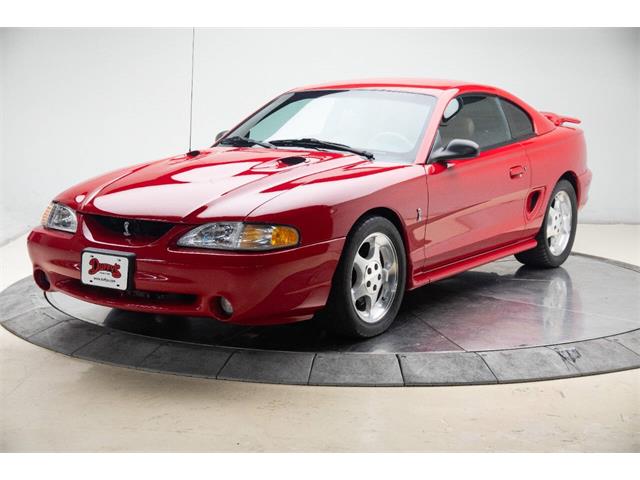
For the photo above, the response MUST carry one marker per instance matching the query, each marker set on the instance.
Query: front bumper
(264, 288)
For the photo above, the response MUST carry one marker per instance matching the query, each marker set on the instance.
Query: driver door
(478, 204)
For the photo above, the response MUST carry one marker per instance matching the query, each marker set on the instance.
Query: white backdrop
(75, 103)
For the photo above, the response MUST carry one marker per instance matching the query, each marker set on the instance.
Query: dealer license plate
(106, 269)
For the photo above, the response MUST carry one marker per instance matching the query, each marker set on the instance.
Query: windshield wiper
(315, 143)
(238, 141)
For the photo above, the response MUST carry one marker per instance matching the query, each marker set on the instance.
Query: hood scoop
(291, 161)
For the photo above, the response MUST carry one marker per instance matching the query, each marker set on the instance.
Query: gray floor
(496, 324)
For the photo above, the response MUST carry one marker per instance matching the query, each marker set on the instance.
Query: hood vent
(290, 161)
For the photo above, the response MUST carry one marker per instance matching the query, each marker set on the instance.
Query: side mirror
(221, 134)
(457, 149)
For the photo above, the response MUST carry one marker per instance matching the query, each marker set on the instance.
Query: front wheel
(369, 282)
(558, 230)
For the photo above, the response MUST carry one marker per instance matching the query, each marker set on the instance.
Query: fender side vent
(290, 161)
(532, 201)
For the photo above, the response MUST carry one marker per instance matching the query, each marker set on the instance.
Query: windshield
(386, 123)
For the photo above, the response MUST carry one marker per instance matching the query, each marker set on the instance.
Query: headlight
(60, 217)
(240, 236)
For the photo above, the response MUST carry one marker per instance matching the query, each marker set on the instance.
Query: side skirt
(471, 262)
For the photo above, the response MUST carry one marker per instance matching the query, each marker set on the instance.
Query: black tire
(340, 315)
(541, 256)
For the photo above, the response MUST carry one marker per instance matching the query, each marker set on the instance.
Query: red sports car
(333, 199)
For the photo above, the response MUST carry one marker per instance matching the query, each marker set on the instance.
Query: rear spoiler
(558, 120)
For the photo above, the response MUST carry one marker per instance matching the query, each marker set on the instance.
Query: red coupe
(332, 199)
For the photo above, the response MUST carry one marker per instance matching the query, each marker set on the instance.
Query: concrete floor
(50, 402)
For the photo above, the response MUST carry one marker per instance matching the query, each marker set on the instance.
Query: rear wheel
(558, 230)
(369, 282)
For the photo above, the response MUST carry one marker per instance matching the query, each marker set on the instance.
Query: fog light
(226, 307)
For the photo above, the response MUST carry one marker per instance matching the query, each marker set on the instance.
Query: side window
(480, 119)
(519, 121)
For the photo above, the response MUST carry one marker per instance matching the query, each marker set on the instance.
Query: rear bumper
(264, 288)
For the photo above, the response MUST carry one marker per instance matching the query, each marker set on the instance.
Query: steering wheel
(390, 141)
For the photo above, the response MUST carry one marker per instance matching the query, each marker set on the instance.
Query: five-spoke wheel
(369, 282)
(558, 230)
(374, 277)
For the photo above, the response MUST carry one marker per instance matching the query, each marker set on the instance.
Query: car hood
(221, 183)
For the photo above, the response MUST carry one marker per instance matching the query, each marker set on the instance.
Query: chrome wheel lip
(559, 223)
(375, 277)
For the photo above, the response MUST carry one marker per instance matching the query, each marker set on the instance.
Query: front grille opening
(140, 297)
(132, 228)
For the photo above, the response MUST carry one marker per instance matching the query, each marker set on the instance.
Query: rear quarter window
(519, 121)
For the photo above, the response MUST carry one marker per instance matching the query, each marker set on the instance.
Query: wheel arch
(572, 178)
(396, 220)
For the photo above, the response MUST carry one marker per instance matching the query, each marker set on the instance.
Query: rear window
(519, 122)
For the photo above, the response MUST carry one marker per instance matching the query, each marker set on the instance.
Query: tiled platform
(499, 323)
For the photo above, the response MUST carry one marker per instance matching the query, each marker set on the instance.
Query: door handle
(517, 171)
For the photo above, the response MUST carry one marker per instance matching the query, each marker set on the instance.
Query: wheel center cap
(373, 277)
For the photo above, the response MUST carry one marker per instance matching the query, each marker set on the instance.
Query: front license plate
(107, 269)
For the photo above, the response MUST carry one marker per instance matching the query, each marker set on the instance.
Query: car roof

══════════════════════════════

Required work. The pictures should not be reproduced; quote all of the other material exactly.

Solution for this problem.
For the photo above, the response MUST carry one marker per instance matching the query, each marker set on the instance.
Query: front bumper
(264, 288)
For the photo above, the response MUST carry one marker per instance matching the query, each marker set on the instance.
Query: driver door
(478, 204)
For the photo above, the response MUST carry one marker per instance matching the query, each marker set on the instance.
Query: white backdrop
(75, 103)
For the photo above, the response MUST carry one marker per instance matching the query, each marker set on the instance.
Query: dealer license plate
(106, 269)
For the photo above, the response MUST carry one marker per instance matching the query, each marker set on the instance.
Query: windshield wiper
(315, 143)
(238, 141)
For the photo above, the response MUST carry one marker per instance matching the query, each marker set on the instance.
Query: hood scoop
(291, 161)
For the photo above, the response MUST carry one marker per instance matching the query, each marker set on the instance.
Query: gray floor
(496, 324)
For the photo above, the response MUST carry one marker per instance matching the query, each marker set on the instance.
Query: hood vent
(290, 161)
For the photo above, the response MUST carry one marker per instance matching the query, each marker set on the instance.
Query: side mirror
(221, 134)
(457, 149)
For the photo above, the response MUST carry one marker per instance matching the query, each marker set on the instance.
Query: front wheel
(369, 282)
(558, 230)
For the photo above, the response MUST carry one marker per instance matching the query, each marker set on the instance.
Query: fender side vent
(290, 161)
(532, 201)
For the photo above, the response MUST carry one marker per instance matching the query, each marker set on the instance.
Query: windshield
(386, 123)
For the photo above, the response MUST carry one marker per instance matching the query, each marker set on the instance.
Query: headlight
(60, 217)
(240, 236)
For the photo above, the response MUST carry one marker per instance matching the query, each marker set on the instance.
Query: side skirt
(471, 262)
For the photo above, the response MUST carry one marker per instance matching the query, each marker set on the instance.
Query: black tire
(340, 315)
(541, 256)
For the photo above, the response MUST carry one marker per instance matching the query, each marker set on the instance.
Query: red sports car
(333, 199)
For the photo above, the response MUST carry one marker per instance matching the query, each marker set on the instance.
Query: rear spoiler
(558, 120)
For the photo above, the response MUST carry one marker per instance matching the query, each marker set on the instance.
Query: red coupe
(332, 199)
For the photo above, the response MUST carry one marker per instance matching the query, each marker set on the instance.
Query: concrete floor
(50, 402)
For the photo above, the response MUST carry one marker per instance matching the query, each marker set on the instance.
Query: rear wheel
(558, 230)
(369, 282)
For the photo above, the response MUST carry one marker per instance matching the query, each marker set on the instance.
Query: fog light
(226, 307)
For the photo above, the response MUST carry one marker per instance matching the query, each marker set on the instance.
Query: side window
(480, 119)
(519, 121)
For the photo above, the response MUST carry one marker per instance matching the query, each marker set on the instance.
Query: rear bumper
(264, 288)
For the photo above, the response MUST carry one marker per instance matching the query, each marker set on the instance.
Query: steering wheel
(390, 141)
For the photo above, the response MUST carry one marker per instance matching the query, each marker set on the instance.
Query: five-spoke wheel
(369, 282)
(558, 230)
(374, 277)
For the photo above, the response MUST carry one marker per instance matching the query, each marker set on the instance.
Query: car hood
(221, 183)
For the photo above, the response MUST carry one marker per instance matching the query, each marker set on the instance.
Query: chrome wheel lip
(559, 223)
(375, 277)
For the photo above, the response MUST carry one marker per instance matching the query, each marker set on the instance.
Query: front grille opening
(140, 297)
(132, 228)
For the photo above, the response MUST carry one marker per instance matching the query, each marker set on the instance.
Query: rear quarter window
(519, 121)
For the photo above, the response MUST carry one marker per instance matching the query, each marker set on the instance.
Query: wheel arch
(572, 178)
(396, 220)
For the photo above, the response MUST carry one marker per instance matching the query, each marker set on the instance.
Query: rear window
(519, 122)
For the photo above, the response MUST carry one marker per instance matching the query, each marker set on the instance.
Query: tiled platform
(499, 323)
For the photo above, the response MUST carry one marker per instance matching the query, each marker set on the instance.
Query: door handle
(517, 171)
For the photo above, the response MUST carry one marker per instance matching the query, each marker set on the instance.
Query: wheel center cap
(373, 277)
For the photo above, the response MUST carry one marker per instance matching the query, each marker set on the instance.
Query: front license plate
(107, 269)
For the photo above, the response MUST carry one marker per instance matching the query, each marker set on the instance.
Query: car roof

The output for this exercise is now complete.